I’m not great at clever introductions to themed playlists, so here’s a bunch of songs about characters and people I think are super interesting.
Tom Waits – Gun Street Girl
I’ve always viewed Tom Waits as sort of a bizarro Bob Dylan. They share a penchant for genre jumping, raspy discordant vocals, and immersive songwriting that can tell a complete story in around four minutes. “Gun Street Girl” is on the toned-down side of Waits’ catalogue, relying on only a banjo, drum, and cowbell to back Waits’ haunting tale about a man driven to murder by the titular character, the Gun Street Girl.

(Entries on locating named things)
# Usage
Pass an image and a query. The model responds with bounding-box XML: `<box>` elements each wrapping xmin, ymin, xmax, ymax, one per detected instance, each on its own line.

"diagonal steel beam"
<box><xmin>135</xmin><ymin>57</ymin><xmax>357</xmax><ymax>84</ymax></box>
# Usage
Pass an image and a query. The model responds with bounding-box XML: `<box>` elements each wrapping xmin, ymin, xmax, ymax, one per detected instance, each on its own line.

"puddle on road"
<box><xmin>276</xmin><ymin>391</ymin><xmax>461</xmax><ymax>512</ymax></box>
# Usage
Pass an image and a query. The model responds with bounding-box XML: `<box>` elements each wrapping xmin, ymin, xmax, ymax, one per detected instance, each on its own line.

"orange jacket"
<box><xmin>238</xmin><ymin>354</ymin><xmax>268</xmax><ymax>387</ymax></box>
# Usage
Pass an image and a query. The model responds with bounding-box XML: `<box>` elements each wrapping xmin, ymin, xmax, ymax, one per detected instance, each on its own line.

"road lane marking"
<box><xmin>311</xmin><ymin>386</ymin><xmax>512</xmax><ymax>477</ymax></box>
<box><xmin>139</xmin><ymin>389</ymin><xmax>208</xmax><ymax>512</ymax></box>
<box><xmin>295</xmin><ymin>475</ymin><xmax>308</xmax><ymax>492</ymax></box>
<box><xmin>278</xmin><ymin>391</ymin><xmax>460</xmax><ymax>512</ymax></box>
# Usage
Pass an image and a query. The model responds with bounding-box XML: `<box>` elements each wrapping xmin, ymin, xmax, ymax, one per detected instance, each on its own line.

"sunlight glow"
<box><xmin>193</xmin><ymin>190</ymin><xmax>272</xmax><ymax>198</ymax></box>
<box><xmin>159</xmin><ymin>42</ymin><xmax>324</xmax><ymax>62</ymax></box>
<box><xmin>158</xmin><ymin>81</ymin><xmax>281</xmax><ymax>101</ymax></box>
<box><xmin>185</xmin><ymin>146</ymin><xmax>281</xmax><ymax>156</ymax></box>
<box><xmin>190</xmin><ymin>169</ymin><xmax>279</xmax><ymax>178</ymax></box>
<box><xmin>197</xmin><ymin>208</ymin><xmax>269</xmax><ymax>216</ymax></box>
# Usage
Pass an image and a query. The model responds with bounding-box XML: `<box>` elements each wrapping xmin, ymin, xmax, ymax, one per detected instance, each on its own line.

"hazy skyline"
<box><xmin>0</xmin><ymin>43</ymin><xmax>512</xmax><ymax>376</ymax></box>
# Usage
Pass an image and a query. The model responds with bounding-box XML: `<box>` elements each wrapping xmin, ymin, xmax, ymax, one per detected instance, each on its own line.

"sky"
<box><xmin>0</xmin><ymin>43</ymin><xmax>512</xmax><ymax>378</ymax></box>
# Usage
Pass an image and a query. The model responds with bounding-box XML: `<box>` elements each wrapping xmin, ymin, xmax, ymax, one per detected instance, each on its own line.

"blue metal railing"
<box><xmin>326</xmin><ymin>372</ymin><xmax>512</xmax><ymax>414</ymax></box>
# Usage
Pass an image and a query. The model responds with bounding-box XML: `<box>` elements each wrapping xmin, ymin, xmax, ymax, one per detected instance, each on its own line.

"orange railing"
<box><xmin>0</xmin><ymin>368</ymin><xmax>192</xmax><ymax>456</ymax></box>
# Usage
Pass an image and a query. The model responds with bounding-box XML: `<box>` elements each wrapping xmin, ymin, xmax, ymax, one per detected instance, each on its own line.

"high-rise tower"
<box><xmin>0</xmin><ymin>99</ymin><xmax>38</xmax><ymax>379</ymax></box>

* _EXERCISE SET_
1. Answer these questions about the playlist write-up:
(a) What does the writer say they are not great at?
(b) Which musician does the writer think of Tom Waits as a bizarro version of?
(c) Which three instruments back "Gun Street Girl"?
2. Copy the passage in the playlist write-up starting with "Tom Waits –" and going on through "Gun Street Girl.".

* _THE REPLIES_
1.
(a) Clever introductions to themed playlists.
(b) Bob Dylan.
(c) A banjo, a drum, and a cowbell.

2.
Tom Waits – Gun Street Girl
I’ve always viewed Tom Waits as sort of a bizarro Bob Dylan. They share a penchant for genre jumping, raspy discordant vocals, and immersive songwriting that can tell a complete story in around four minutes. “Gun Street Girl” is on the toned-down side of Waits’ catalogue, relying on only a banjo, drum, and cowbell to back Waits’ haunting tale about a man driven to murder by the titular character, the Gun Street Girl.